**** Input for this task ****

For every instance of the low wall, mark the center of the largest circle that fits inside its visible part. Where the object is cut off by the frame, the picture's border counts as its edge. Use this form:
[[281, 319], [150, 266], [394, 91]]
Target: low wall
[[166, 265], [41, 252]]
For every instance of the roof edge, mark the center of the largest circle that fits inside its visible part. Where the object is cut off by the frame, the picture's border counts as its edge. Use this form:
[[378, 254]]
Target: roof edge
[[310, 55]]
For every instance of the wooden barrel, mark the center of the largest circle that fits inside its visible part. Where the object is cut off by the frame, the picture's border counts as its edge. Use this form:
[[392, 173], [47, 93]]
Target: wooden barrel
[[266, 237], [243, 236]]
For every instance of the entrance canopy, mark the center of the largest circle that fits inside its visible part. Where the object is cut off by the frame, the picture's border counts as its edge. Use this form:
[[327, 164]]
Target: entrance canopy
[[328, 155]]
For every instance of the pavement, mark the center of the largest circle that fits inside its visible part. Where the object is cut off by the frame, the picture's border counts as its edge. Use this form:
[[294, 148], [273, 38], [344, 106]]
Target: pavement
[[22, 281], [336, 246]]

****

What you need to do:
Reproduce every one of the records above verbatim, keeping each line unchanged and in its original order.

The reply:
For every instance of the low wall, mark the center of the largest circle that fits inside its visible part. Where the object is cut off by the frame, the picture's border counts as its edge. Use this form:
[[281, 319], [150, 266], [394, 91]]
Target: low wall
[[166, 265], [41, 252]]
For every instance of the roof edge, mark the center of the largest circle that fits inside its visible part. Where the object is cut off by the frame, the picture's border counts as its edge. Use this form:
[[378, 254]]
Target: roof edge
[[310, 55]]
For every instance of the wooden barrel, mark the center of the largest circle that fits inside its visible part. Where the object is cut off by the frame, the picture's border counts as its edge. Use this form:
[[392, 173], [47, 93]]
Target: wooden barrel
[[266, 237], [243, 236]]
For every instance of the entrance canopy, mark the center of the largest circle that fits inside its visible part. Where the object is cut off by the frame, the picture's border counts as its edge. Use this form:
[[327, 164]]
Target: entrance canopy
[[328, 155]]
For every instance of the pavement, mark the center of the largest circle that fits inside its visible part. Where the object is cut off by the frame, the picture's border counts as its edge. Use this form:
[[294, 148], [273, 38], [344, 106]]
Target: pavement
[[22, 281], [336, 246]]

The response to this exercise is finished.